## About this exercise
Set down all of the data again, character for character.

## Supplied records
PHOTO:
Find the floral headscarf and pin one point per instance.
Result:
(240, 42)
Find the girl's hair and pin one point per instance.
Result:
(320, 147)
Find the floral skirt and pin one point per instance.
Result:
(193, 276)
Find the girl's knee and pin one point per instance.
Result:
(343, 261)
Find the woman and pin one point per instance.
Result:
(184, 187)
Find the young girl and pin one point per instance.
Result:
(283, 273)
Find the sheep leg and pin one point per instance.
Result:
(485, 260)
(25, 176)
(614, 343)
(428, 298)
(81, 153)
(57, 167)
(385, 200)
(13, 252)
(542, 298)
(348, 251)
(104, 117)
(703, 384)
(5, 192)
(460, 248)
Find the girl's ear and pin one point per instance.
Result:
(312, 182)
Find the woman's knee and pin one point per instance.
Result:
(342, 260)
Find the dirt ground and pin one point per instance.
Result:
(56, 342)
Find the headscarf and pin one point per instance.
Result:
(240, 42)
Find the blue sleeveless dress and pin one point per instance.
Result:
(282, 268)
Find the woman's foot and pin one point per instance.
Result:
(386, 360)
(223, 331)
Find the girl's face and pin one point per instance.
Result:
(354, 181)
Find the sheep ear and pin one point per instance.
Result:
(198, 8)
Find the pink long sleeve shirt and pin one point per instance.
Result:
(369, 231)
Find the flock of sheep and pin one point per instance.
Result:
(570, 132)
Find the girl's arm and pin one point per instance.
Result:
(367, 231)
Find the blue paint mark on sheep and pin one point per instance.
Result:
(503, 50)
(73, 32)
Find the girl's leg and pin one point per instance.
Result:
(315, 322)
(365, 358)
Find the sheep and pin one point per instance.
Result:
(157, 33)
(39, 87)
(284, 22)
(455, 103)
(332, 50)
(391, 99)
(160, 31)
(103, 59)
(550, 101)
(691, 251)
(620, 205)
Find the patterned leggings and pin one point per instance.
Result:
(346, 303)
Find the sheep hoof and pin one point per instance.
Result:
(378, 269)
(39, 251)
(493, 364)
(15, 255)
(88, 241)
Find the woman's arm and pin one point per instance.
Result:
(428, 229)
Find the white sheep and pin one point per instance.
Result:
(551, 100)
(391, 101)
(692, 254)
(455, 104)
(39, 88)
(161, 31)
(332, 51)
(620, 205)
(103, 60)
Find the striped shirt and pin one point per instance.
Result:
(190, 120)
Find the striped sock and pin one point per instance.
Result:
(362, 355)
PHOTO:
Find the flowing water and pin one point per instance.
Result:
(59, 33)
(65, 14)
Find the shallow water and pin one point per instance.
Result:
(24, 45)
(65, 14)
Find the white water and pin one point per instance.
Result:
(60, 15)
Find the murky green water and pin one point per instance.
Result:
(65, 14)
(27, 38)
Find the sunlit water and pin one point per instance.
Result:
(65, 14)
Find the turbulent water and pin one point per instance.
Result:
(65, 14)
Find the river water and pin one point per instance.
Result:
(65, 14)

## Answer box
PHOTO:
Find the floral headscarf and pin one point per instance.
Result:
(240, 42)
Find the girl's hair and pin one point per instance.
Result:
(320, 147)
Find the floral skirt and pin one point per instance.
Result:
(193, 276)
Find the girl's knee and pin one point per instance.
Result:
(343, 261)
Find the woman and pin one point per instance.
Result:
(184, 187)
Find the young girl and pin one point per instance.
Result:
(283, 273)
Find the sheep leg and pin one point per instance.
Result:
(485, 260)
(25, 176)
(614, 343)
(428, 298)
(81, 153)
(57, 167)
(385, 200)
(13, 252)
(542, 298)
(348, 251)
(104, 117)
(703, 384)
(5, 192)
(460, 248)
Find the girl's ear and pin one point per instance.
Result:
(312, 182)
Find the woman's knee and pin one point per instance.
Result:
(342, 260)
Find the dirt ground and pin one point per instance.
Result:
(56, 342)
Find the headscarf and pin one point per instance.
Result:
(240, 42)
Find the blue sleeveless dress and pin one point per instance.
Result:
(282, 268)
Find the woman's foot and pin one point per instance.
Result:
(386, 360)
(223, 331)
Find the girl's face and pin one point per instance.
Result:
(354, 181)
Find the sheep ear and pin one point per instance.
Result:
(198, 8)
Find the pink long sleeve shirt and pin one point per instance.
Result:
(369, 231)
Find the flock of sheep and pin one point per instance.
Result:
(570, 132)
Find the girl's arm and pin one point per instance.
Result:
(367, 231)
Find the blue paint mark on sheep and pin one point per instance.
Result:
(503, 50)
(73, 32)
Find the girl's leg and pin one point per instance.
Result:
(315, 322)
(365, 358)
Find the sheep and pin one point per instance.
Result:
(157, 33)
(39, 87)
(284, 22)
(455, 103)
(332, 50)
(391, 99)
(160, 31)
(103, 59)
(550, 101)
(691, 251)
(620, 205)
Find the patterned leggings and pin one point per instance.
Result:
(346, 303)
Find the sheep hoof and pin one point per instance.
Result:
(378, 269)
(39, 251)
(493, 364)
(15, 255)
(88, 241)
Find the woman's arm and pin one point per instance.
Result:
(428, 229)
Find the white sheep and pin one point per instance.
Result:
(551, 100)
(391, 101)
(692, 254)
(455, 104)
(39, 88)
(161, 31)
(332, 51)
(620, 205)
(103, 60)
Find the striped shirt and pin one point per instance.
Result:
(190, 120)
Find the striped sock and pin one point per instance.
Result:
(362, 355)
PHOTO:
Find the flowing water and pin one point per instance.
Result:
(59, 33)
(65, 14)
Find the shallow water and pin one point per instance.
Result:
(24, 45)
(65, 14)
Find the white water and pin one point per instance.
Result:
(60, 15)
Find the murky green water and pin one point per instance.
Result:
(65, 14)
(27, 38)
Find the sunlit water and pin one point per instance.
Result:
(65, 14)
Find the turbulent water and pin one point per instance.
Result:
(65, 14)
Find the river water and pin one point per instance.
Result:
(65, 14)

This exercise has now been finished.